§ **Texto de origem**:

'''

Contra Soares, foram feitas ocorrências pelo vereador de Porto Alegre Leonel Radde (PT), que investiga extremistas e faz denúncias à polícia por meio de dossiês neonazistas, pela vereadora transexual Benny Briolly (PSOL), de Niterói, no Rio de Janeiro, pelo influenciador digital brasileiro Antônio Isupério, que reside nos Estados Unidos.
A responsável pelo inquérito foi a delegada Andrea Matos. Segundo ela, até então, Soares não tinha antecedentes criminais, não negou o extremismo e as postagens, mas negou preconceito a grupos minoritários.
Veja a íntegra da nota da defesa enviada a GZH:
"O Escritório de Advocacia Ressurreição&Petzinger, por meio de seus sócios, Rafael Petzinger e Bruna Ressurreição vem a público se posicionar contrariamente à decisão do Juízo da 2ª Vara Criminal da Comarca de Tramandaí e a 8ª Câmara Criminal do Tribunal de Justiça do Estado do Rio Grande do Sul, que determinou a manutenção da prisão preventiva de Israel Fraga Soares.
Israel, jovem com 23 anos de idade, apresenta comprovadamente quadro de Autismo e TOC o que acarreta significativa defasagem de desenvolvimento quando comparado às demais pessoas de sua faixa etária. O transtorno do Espectro Autista trata-se de uma deficiência, amparada pela lei Berenice Piana, e não uma doença, como fortemente rebatido pelo Ministério Público no presente caso, o que já demonstra a incapacidade do estado em dirimir casos envolvendo este tipo de pacientes. Israel teve uma infância muito sozinha, pois em razão do seu quadro clinico, e da falta de informação das pessoas, nunca conseguiu se incluir em nenhum grupo social e sempre foi excluído pelas demais crianças. Na sua Adolescência apresentou problemas de relacionamento com as demais pessoas, em decorrência de seu déficit na interação social, característica das pessoas portadoras do espectro autista.

'''

§ **Dados extraídos**:
'''

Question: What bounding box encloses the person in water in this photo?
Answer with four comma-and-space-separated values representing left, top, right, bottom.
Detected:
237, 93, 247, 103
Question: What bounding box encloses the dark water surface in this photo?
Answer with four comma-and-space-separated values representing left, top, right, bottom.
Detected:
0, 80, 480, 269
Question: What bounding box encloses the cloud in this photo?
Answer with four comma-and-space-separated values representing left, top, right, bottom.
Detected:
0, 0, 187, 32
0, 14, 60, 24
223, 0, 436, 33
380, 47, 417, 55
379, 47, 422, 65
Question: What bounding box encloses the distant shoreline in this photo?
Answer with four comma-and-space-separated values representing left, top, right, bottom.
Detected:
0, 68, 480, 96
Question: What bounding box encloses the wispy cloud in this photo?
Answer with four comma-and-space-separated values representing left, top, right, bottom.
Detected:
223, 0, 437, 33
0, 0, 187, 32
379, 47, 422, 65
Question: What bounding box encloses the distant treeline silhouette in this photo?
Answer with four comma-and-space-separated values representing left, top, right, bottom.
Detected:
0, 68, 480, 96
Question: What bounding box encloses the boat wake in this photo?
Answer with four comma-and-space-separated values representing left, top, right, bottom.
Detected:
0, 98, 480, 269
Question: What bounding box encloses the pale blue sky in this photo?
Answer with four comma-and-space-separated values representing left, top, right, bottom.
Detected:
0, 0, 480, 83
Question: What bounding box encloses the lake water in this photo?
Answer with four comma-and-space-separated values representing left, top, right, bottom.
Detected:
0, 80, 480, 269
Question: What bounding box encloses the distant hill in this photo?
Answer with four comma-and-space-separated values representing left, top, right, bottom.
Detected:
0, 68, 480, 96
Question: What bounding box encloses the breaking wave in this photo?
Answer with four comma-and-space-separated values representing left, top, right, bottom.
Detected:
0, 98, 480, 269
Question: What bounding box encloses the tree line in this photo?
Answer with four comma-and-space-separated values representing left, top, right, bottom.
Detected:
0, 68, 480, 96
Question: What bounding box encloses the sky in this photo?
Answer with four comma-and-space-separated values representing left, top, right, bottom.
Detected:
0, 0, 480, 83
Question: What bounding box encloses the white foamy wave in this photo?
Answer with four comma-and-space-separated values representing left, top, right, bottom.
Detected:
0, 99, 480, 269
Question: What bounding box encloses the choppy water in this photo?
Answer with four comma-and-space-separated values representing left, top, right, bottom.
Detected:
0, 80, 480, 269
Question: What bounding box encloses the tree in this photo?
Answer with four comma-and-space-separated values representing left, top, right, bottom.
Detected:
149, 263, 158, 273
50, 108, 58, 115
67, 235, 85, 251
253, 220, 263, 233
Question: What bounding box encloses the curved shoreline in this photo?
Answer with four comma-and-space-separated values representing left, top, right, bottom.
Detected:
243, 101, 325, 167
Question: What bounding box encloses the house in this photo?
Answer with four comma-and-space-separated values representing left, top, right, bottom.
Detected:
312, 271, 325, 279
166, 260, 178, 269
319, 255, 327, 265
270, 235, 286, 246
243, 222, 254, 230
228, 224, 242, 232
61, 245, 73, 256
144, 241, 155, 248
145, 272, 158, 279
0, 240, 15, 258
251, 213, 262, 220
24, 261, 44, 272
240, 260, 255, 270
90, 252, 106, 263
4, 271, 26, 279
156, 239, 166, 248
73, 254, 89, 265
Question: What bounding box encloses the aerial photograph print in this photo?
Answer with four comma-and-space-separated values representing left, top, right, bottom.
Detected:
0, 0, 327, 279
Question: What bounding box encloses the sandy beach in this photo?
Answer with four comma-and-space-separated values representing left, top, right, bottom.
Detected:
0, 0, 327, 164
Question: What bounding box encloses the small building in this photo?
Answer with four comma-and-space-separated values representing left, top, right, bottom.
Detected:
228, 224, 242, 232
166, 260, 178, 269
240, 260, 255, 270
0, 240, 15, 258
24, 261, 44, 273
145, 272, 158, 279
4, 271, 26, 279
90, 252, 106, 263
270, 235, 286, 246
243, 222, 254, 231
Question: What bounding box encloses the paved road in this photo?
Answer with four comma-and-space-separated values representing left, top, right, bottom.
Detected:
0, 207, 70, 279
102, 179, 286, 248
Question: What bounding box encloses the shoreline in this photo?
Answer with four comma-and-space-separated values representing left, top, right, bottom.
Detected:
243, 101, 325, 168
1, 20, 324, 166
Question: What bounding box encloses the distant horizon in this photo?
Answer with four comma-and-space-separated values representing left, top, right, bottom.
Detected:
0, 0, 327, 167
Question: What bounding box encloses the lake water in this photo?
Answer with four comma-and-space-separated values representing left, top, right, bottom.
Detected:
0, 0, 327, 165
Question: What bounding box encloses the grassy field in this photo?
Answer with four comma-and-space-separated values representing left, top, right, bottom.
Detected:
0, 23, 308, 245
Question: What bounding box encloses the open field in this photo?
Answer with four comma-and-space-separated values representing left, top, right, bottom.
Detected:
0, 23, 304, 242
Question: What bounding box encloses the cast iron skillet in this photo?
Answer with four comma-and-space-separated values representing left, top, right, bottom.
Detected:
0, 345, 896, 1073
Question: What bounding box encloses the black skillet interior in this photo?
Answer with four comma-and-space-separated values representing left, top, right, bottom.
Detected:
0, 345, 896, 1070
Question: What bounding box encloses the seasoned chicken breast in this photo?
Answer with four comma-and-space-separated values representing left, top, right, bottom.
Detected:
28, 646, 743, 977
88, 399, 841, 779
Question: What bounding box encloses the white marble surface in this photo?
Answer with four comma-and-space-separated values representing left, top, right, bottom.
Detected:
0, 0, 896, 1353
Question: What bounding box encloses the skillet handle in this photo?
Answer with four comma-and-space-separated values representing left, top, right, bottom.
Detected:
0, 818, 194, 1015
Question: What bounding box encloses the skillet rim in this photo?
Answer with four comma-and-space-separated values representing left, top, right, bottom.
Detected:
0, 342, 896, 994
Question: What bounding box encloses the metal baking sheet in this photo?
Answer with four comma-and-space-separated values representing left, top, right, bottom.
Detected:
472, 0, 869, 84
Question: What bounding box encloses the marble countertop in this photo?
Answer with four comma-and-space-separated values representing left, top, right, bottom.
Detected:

'''

§ **Perguntas para responder**:
1. Segundo o texto de origem, por que a infância de Israel foi muito sozinha? Responda em uma a três frases.
2. Dê a continuação do texto de origem, sobre a prisão preventiva de Israel Fraga Soares, a partir da última frase.
Os dados não têm nada a ver com estas tarefas.

§ **Respostas**:
1. Por causa do seu quadro clínico e da falta de informação das pessoas, Israel nunca conseguiu se incluir em nenhum grupo social. Ele também sempre foi excluído pelas outras crianças.

2.
Outra característica relacionada ao TEA, diz respeito a interesses intensos e altamente focados, geralmente desde uma idade bastante jovem. É o que podemos chamar de hiperfoco. O Hiperfoco é uma das características mais comuns das pessoas com autismo. Discutir continuamente os mesmos tópicos em uma conversa, tocar obsessivamente a mesma música repetidamente ou ler todos os artigos escritos sobre um determinado tópico são algumas das maneiras pelas quais o hiperfoco pode se manifestar. Israel infelizmente acabou desenvolvendo seu hiperfoco na causa nazista, fato imputado a ele no processo criminal que mantem sua prisão. Muito provavelmente, em razão de nunca ter conseguido se encaixar em algum grupo social, acabou na internet encontrando acolhimento em um grupo criminoso/nazista, os quais utilizaram da deficiência e da vulnerabilidade de Israel para a prática de atos nazistas.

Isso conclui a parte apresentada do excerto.